▶ [What you need to do]
Pull out every line of the records below that contains the word "water", copying each line in full. Match case exactly.

▶ [The records]
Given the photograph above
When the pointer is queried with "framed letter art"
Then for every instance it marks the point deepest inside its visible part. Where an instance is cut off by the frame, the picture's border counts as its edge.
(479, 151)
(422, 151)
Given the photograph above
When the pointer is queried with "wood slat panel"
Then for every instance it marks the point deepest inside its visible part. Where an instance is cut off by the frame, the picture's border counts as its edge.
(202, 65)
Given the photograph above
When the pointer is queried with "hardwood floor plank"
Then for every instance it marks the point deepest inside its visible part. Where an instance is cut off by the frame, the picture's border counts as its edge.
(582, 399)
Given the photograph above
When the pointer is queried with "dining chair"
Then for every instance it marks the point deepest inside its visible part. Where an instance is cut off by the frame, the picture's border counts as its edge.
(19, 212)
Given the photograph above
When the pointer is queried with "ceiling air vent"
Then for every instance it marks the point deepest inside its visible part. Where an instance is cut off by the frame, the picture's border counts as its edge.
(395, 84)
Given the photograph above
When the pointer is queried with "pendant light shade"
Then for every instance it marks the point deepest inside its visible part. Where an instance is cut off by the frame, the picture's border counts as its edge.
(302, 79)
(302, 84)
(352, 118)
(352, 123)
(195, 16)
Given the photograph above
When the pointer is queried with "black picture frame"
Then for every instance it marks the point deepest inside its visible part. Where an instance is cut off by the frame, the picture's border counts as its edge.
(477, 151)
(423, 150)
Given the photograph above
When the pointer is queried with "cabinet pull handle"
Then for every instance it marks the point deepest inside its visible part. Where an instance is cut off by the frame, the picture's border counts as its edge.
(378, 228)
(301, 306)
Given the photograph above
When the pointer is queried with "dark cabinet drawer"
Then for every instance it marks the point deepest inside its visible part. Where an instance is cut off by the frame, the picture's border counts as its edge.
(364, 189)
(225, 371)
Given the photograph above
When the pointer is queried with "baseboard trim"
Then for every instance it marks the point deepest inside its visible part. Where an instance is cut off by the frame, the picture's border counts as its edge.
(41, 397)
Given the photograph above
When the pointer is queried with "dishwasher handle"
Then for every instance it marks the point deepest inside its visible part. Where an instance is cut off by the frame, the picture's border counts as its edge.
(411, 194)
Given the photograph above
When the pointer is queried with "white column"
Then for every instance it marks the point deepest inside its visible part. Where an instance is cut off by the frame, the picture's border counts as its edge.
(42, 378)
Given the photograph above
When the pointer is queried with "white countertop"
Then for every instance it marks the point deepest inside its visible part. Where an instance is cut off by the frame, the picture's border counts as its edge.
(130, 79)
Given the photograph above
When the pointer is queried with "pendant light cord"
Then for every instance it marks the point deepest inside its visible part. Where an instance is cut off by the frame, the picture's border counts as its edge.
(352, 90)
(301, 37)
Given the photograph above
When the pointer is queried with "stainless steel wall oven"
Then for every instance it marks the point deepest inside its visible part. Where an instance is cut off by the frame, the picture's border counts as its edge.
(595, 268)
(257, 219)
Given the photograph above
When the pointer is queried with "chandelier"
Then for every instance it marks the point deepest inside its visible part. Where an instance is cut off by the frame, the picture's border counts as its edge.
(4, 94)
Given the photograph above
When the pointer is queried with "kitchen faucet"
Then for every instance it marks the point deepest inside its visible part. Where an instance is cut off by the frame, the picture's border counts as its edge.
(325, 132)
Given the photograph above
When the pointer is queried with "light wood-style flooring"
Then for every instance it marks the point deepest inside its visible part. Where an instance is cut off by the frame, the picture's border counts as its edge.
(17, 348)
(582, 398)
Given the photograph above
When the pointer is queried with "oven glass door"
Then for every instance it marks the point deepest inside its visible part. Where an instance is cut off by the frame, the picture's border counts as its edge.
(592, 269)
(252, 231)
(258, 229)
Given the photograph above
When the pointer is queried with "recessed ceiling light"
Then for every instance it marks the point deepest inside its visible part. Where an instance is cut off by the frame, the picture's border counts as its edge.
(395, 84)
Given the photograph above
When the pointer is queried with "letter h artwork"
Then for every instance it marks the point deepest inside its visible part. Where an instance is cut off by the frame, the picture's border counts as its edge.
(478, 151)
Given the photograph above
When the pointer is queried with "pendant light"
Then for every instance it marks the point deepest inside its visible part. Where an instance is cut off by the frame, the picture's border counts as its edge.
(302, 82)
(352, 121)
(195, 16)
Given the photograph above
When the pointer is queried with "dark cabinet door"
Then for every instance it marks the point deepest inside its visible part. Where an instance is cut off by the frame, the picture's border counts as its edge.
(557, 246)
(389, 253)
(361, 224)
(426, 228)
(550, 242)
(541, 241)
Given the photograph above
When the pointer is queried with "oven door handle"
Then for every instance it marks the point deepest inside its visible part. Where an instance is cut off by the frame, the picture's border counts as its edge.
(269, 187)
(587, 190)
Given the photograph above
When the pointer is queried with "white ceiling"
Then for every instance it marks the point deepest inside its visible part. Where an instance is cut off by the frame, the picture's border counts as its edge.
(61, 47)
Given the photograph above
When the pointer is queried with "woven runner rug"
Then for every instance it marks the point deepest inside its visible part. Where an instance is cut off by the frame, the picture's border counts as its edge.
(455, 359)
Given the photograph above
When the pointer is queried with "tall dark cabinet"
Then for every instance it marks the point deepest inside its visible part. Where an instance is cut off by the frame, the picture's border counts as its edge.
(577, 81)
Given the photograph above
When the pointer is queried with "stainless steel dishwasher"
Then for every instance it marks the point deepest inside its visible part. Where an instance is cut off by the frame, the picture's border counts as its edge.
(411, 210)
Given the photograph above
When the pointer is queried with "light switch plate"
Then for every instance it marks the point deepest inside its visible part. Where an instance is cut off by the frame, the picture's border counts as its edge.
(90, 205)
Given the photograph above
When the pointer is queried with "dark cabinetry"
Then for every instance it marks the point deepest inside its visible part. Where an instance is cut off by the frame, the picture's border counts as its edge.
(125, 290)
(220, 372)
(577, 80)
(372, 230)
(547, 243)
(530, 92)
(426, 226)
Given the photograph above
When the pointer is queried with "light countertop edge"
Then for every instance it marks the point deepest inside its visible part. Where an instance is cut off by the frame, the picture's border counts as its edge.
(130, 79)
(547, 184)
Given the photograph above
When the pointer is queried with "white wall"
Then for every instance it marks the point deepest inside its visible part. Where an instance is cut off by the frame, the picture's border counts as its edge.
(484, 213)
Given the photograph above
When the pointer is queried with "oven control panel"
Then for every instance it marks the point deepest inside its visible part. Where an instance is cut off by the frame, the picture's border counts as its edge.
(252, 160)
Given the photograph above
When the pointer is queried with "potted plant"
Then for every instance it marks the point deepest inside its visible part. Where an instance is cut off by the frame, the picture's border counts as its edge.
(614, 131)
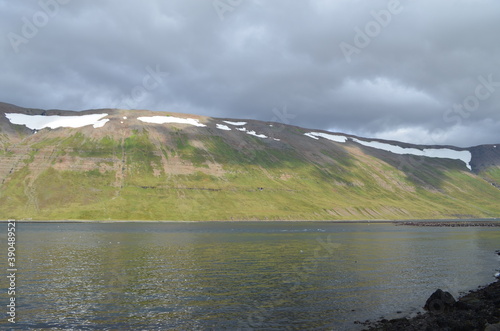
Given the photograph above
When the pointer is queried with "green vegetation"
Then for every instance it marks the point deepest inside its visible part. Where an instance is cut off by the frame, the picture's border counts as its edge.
(174, 174)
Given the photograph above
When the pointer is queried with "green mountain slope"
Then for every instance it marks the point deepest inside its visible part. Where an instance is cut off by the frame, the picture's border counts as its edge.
(131, 170)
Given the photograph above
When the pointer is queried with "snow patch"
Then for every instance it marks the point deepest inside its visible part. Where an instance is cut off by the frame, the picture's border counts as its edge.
(101, 123)
(332, 137)
(443, 153)
(253, 133)
(223, 127)
(38, 122)
(236, 123)
(170, 119)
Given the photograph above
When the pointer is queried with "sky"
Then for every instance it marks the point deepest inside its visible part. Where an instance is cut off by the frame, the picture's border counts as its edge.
(425, 72)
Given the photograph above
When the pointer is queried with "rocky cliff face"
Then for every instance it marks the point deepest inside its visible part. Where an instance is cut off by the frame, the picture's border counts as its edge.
(124, 164)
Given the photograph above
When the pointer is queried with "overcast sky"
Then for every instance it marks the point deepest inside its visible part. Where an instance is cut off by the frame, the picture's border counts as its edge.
(421, 71)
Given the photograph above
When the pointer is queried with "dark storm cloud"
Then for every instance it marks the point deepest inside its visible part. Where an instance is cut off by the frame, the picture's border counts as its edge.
(419, 71)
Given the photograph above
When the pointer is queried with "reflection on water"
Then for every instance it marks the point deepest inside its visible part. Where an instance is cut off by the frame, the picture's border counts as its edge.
(182, 276)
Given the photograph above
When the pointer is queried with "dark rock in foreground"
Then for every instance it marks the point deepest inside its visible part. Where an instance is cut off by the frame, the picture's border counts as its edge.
(478, 310)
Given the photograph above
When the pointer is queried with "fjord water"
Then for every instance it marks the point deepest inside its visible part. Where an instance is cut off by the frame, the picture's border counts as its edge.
(248, 275)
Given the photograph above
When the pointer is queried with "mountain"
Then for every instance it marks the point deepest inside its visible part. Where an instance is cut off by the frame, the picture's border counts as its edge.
(143, 165)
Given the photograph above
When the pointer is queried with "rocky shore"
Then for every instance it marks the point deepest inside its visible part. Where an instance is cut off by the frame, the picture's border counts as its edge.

▶ [Exercise result]
When the pointer is queried with "reflection on water"
When the pointer is queried with "fjord water"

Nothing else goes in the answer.